- **Assigned task**:
Output the listing exactly as written, apart from its pictures.

- **Provided information**:
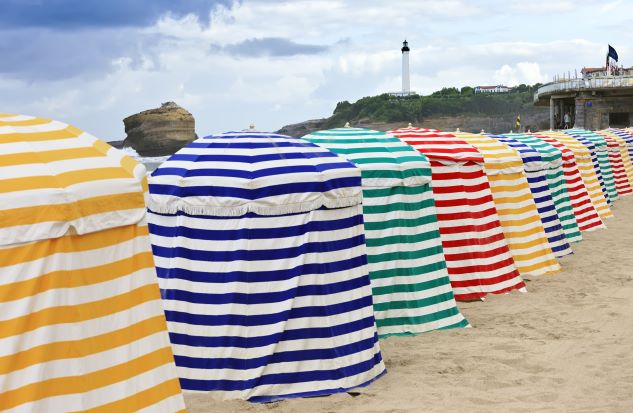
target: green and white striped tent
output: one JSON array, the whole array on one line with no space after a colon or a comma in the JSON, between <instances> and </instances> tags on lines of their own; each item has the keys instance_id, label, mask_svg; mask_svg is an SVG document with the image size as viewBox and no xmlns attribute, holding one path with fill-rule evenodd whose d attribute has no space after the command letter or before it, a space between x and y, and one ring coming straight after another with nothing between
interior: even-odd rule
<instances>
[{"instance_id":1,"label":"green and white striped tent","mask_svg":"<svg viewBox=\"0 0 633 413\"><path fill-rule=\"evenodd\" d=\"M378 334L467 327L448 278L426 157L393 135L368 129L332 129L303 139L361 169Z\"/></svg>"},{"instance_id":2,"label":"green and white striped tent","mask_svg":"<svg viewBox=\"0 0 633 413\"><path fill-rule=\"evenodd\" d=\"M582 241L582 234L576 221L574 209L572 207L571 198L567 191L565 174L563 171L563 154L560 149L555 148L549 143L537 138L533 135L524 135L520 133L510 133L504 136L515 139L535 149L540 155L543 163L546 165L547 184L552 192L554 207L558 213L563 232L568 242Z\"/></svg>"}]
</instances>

- **Response**:
target: green and white striped tent
output: one JSON array, the whole array on one line with no space after a colon or a comma in the JSON, between <instances> and </instances> tags on lines of their own; each item has the keys instance_id, label, mask_svg; mask_svg is an SVG document with the image size as viewBox and no xmlns attribute, holding one path with fill-rule evenodd whose d attribute has no space after the command letter or before it, a space between x and y, and one ring coming straight after another with nothing between
interior: even-odd rule
<instances>
[{"instance_id":1,"label":"green and white striped tent","mask_svg":"<svg viewBox=\"0 0 633 413\"><path fill-rule=\"evenodd\" d=\"M378 334L467 327L448 278L426 157L393 135L368 129L332 129L303 139L361 169Z\"/></svg>"},{"instance_id":2,"label":"green and white striped tent","mask_svg":"<svg viewBox=\"0 0 633 413\"><path fill-rule=\"evenodd\" d=\"M582 241L582 234L576 221L574 209L572 207L571 198L567 191L565 174L563 171L563 154L560 149L555 148L549 143L537 138L533 135L524 135L520 133L510 133L504 136L515 139L535 149L540 155L543 163L546 165L547 184L552 192L554 207L558 213L563 232L568 242Z\"/></svg>"}]
</instances>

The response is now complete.